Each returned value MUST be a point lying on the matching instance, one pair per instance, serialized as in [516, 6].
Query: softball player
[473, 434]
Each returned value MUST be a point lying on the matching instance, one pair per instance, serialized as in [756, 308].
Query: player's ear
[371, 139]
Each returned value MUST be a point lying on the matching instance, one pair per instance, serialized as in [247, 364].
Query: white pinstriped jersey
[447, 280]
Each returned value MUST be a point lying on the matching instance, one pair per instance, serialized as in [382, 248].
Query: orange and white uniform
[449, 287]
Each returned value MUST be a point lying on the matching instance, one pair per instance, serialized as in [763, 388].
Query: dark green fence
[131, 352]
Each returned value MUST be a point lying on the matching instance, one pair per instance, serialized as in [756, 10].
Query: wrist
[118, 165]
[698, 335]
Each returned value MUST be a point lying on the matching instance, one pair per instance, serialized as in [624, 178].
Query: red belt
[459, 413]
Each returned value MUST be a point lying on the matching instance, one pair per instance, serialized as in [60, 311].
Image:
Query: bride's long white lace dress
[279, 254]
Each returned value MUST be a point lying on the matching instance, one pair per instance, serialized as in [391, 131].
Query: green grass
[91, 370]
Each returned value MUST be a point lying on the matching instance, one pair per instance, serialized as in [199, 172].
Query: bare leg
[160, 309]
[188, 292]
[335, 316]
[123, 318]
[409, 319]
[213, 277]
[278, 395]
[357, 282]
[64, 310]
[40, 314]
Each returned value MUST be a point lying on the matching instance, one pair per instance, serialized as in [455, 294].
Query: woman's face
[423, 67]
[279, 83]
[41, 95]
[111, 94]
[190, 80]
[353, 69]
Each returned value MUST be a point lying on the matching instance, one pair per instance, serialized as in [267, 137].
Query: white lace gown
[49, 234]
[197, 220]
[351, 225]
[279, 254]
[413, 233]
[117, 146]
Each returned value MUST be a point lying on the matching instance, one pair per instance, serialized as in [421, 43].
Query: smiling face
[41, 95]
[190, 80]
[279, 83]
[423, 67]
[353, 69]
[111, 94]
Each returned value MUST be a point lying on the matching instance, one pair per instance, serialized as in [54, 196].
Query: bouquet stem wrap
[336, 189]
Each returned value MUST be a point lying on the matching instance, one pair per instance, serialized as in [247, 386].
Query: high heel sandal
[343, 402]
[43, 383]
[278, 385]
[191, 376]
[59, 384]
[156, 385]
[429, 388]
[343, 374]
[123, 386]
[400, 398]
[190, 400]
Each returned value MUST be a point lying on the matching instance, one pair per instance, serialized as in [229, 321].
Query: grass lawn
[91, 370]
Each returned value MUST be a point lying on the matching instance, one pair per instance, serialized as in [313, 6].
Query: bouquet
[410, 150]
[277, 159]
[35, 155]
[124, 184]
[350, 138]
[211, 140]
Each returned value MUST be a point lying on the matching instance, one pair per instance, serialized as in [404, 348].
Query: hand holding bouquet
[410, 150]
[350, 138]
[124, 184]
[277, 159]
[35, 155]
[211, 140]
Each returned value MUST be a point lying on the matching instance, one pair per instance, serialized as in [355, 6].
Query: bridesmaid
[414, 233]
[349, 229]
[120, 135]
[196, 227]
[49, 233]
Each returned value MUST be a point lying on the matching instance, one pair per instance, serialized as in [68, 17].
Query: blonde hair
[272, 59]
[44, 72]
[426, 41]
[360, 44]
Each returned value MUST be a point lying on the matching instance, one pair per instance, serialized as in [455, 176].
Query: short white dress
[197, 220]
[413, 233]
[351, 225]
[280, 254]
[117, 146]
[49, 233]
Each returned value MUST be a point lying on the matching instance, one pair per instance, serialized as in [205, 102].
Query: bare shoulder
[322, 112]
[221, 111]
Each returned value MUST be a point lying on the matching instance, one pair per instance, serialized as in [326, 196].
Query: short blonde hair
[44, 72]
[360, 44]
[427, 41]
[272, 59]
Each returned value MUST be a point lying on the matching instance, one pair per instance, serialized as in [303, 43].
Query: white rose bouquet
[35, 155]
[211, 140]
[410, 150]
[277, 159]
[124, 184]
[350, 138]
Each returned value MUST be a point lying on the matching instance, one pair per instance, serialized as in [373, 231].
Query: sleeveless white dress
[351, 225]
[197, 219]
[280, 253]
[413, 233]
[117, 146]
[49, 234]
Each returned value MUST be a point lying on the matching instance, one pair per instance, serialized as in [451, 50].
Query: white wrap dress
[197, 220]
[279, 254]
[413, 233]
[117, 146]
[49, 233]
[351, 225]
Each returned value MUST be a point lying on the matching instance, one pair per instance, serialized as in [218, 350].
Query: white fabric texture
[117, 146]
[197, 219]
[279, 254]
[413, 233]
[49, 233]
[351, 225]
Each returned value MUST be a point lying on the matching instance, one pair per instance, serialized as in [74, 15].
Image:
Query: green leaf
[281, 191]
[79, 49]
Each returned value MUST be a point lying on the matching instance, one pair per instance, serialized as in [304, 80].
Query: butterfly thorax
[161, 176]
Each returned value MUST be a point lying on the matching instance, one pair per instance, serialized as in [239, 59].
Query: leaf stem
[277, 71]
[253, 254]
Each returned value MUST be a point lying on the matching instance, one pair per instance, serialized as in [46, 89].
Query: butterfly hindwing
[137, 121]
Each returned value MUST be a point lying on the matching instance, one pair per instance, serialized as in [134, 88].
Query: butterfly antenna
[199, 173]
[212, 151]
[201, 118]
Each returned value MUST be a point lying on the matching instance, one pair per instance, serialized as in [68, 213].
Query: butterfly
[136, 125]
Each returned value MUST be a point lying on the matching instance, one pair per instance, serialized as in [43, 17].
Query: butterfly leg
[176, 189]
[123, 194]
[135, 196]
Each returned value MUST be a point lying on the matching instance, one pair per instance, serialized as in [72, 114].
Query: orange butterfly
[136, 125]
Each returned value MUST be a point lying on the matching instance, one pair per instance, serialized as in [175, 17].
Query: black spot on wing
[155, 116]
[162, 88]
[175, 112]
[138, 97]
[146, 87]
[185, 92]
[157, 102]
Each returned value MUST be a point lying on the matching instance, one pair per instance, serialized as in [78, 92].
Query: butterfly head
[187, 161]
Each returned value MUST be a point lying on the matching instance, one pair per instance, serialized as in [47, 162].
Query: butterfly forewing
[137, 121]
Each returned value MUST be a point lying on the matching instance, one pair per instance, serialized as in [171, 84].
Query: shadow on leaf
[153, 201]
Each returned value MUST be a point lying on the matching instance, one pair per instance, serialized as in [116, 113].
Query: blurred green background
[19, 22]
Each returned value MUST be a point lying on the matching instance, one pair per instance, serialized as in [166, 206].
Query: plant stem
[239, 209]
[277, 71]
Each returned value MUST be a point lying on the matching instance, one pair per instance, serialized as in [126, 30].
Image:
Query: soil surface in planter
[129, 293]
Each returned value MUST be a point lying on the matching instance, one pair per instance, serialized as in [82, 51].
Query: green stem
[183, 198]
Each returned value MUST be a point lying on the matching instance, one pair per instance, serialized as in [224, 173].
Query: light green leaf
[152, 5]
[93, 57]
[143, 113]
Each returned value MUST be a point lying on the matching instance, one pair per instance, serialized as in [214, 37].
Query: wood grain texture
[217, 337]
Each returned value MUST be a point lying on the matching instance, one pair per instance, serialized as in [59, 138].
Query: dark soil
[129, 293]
*-*-*
Output the lines above verbatim and in full.

Each returned value MUST be a point lying on the matching instance, one pair per instance, serialized as in [516, 6].
Query: softball player
[473, 434]
Each returned value MUST be a point lying on the matching instance, one pair per instance, serialized as in [756, 308].
Query: player's ear
[371, 139]
Each returned value MUST be a point lying on the matching instance, one pair per instance, serialized as in [247, 364].
Query: white pinstriped jersey
[447, 280]
Each returned value MUST be a point lying on the matching instance, one pair per instance, serialized as in [382, 248].
Query: orange and white uniform
[449, 287]
Each returned value MUST be a point lying on the matching instance, one pair per instance, serialized as in [763, 388].
Query: dark green fence
[131, 352]
Each returned value MUST be a point lying on the matching instance, one pair per instance, serialized as in [756, 10].
Query: wrist
[118, 165]
[698, 335]
Each returned value MUST be a point lying on the matching instance, one pair per instance, serialized as in [624, 178].
Query: red belt
[459, 413]
Each returned value MUST be a point lying on the matching instance, one pair per instance, serialized as in [60, 311].
Image:
Query: bride's long white lace dress
[279, 254]
Each returned value MUST be a point lying on the matching instance, one pair per instance, serialized as in [391, 131].
Query: green grass
[91, 370]
Each returned value MUST be a point lying on the matching instance, one pair per instance, serialized as in [199, 172].
Query: bare leg
[160, 309]
[188, 292]
[335, 316]
[123, 318]
[409, 319]
[213, 277]
[278, 395]
[357, 282]
[64, 310]
[40, 314]
Each returned value MUST be a point lying on the matching instance, one pair per instance, serialized as in [455, 294].
Query: woman's face
[423, 67]
[279, 83]
[41, 95]
[111, 94]
[190, 80]
[353, 69]
Each returned value MUST be a point lying on the matching instance, one pair per instance, serialized as in [267, 137].
Query: white lace gown
[49, 234]
[197, 220]
[351, 225]
[279, 254]
[413, 233]
[117, 146]
Each returned value MUST be a point lying on the matching instance, one pair per instance, serialized as in [421, 43].
Query: smiling face
[41, 95]
[190, 80]
[279, 83]
[423, 67]
[353, 69]
[111, 94]
Each returned value MUST be a point lying on the matching instance, one pair per instance, serialized as in [54, 196].
Query: bouquet stem wrap
[336, 189]
Each returned value MUST be a point lying on the matching instance, one pair per instance, serialized as in [247, 386].
Query: high heel sandal
[343, 402]
[43, 383]
[278, 385]
[191, 376]
[59, 384]
[156, 385]
[429, 388]
[343, 374]
[123, 386]
[400, 398]
[190, 400]
Each returned value MUST be a point lying on the matching instance, one pair per instance, serialized as in [229, 321].
Query: grass lawn
[91, 370]
Each returned value MUST be a point lying on the matching instance, one pair per instance, serialized as in [313, 6].
Query: bouquet
[410, 150]
[277, 159]
[35, 155]
[124, 184]
[350, 138]
[211, 140]
Each returned value MUST be a point lying on the matching instance, one pair per instance, serialized as in [404, 348].
Query: hand holding bouquet
[410, 150]
[350, 138]
[124, 184]
[277, 159]
[35, 155]
[211, 140]
Each returned value MUST be a point lying on the matching instance, one pair per instance, serialized as in [355, 6].
Query: bridesmaid
[414, 233]
[349, 229]
[120, 135]
[196, 227]
[49, 233]
Each returned value MUST be a point lying on the matching instance, one pair per instance, serialized as in [68, 17].
Query: blonde hair
[272, 59]
[44, 72]
[426, 41]
[360, 44]
Each returned value MUST be a point lying on the matching instance, one pair per instance, serialized as in [455, 176].
Query: short white dress
[197, 220]
[413, 233]
[351, 225]
[280, 254]
[117, 146]
[49, 233]
Each returned value MUST be a point lying on the matching instance, one pair per instance, serialized as in [205, 102].
Query: bare shoulder
[322, 112]
[221, 111]
Each returned value MUST be a point lying on the matching instance, one pair per instance, serialized as in [326, 196].
Query: short blonde hair
[44, 72]
[360, 44]
[427, 41]
[272, 59]
Each returned value MUST be a point lying on the matching instance, one pair per instance, serialized as in [303, 43].
Query: white rose bouquet
[35, 155]
[211, 140]
[410, 150]
[277, 159]
[124, 184]
[350, 138]
Each returned value MUST be a point lying on the matching instance, one pair per instance, serialized as in [373, 231].
Query: sleeveless white dress
[351, 225]
[197, 219]
[280, 253]
[413, 233]
[117, 146]
[49, 234]
Each returned value MUST be a point lying on the matching instance, one pair per instance, serialized as in [451, 50].
Query: white wrap dress
[197, 220]
[279, 254]
[413, 233]
[117, 146]
[49, 233]
[351, 225]
Each returned value MUST be a point lying on the matching instance, one pair per instance, serialized as in [218, 350].
Query: white fabric texture
[117, 146]
[197, 219]
[279, 254]
[413, 233]
[49, 233]
[351, 225]
Each returned value MUST be a point lying on the matching instance, one pair per instance, serialized as in [74, 15].
Image:
Query: green leaf
[281, 191]
[79, 49]
Each returned value MUST be a point lying on the matching instance, one pair per instance, serialized as in [304, 80].
Query: butterfly thorax
[161, 176]
Each returned value MUST be a point lying on the matching instance, one pair per instance, serialized as in [239, 59].
Query: leaf stem
[277, 71]
[253, 254]
Each returned value MUST be a point lying on the matching instance, one pair per instance, serialized as in [46, 89].
Query: butterfly hindwing
[137, 121]
Each returned value MUST be a point lying on the matching instance, one pair per instance, serialized as in [134, 88].
Query: butterfly antenna
[199, 173]
[212, 151]
[201, 118]
Each returned value MUST be a point lying on the matching instance, one pair per instance, serialized as in [68, 213].
Query: butterfly
[136, 125]
Each returned value MUST be a point lying on the matching instance, one pair per instance, serialized as in [43, 17].
Query: butterfly leg
[176, 189]
[123, 194]
[135, 196]
Each returned value MUST be a point lying on the matching instance, one pair per instance, serialized as in [72, 114].
Query: orange butterfly
[136, 125]
Each returned value MUST be a point lying on the matching instance, one pair per instance, serialized as in [175, 17].
Query: black spot on wing
[155, 116]
[162, 88]
[175, 112]
[138, 97]
[146, 87]
[185, 92]
[157, 102]
Each returned value MUST be a point lying on the matching instance, one pair per instance, serialized as in [78, 92].
Query: butterfly head
[187, 161]
Each returned value MUST be a point lying on the matching instance, one pair per instance, serialized as in [47, 162].
Query: butterfly forewing
[137, 121]
Each returned value MUST be a point lying on the matching instance, one pair per instance, serialized as in [171, 84].
Query: shadow on leaf
[153, 201]
Each returned value MUST be a point lying on the matching instance, one pair per instance, serialized as in [116, 113].
Query: blurred green background
[19, 22]
Each returned value MUST be a point lying on the matching instance, one pair per instance, serialized as in [166, 206].
Query: plant stem
[239, 209]
[277, 71]
Each returned value MUST be a point lying on the matching instance, one pair per instance, serialized as in [126, 30].
Image:
Query: soil surface in planter
[129, 293]
Each returned value MUST be a point lying on the matching instance, one pair per instance, serialized as in [82, 51].
Query: green stem
[183, 198]
Each returned value MUST be a point lying on the matching instance, one pair per instance, serialized as in [224, 173].
Query: light green leaf
[152, 5]
[93, 57]
[143, 113]
Each returned value MUST be a point lying on the matching instance, one pair per instance, serialized as in [214, 37].
Query: wood grain texture
[217, 337]
Each returned value MUST be a point lying on the matching instance, one pair per instance, serialized as in [59, 138].
Query: dark soil
[129, 293]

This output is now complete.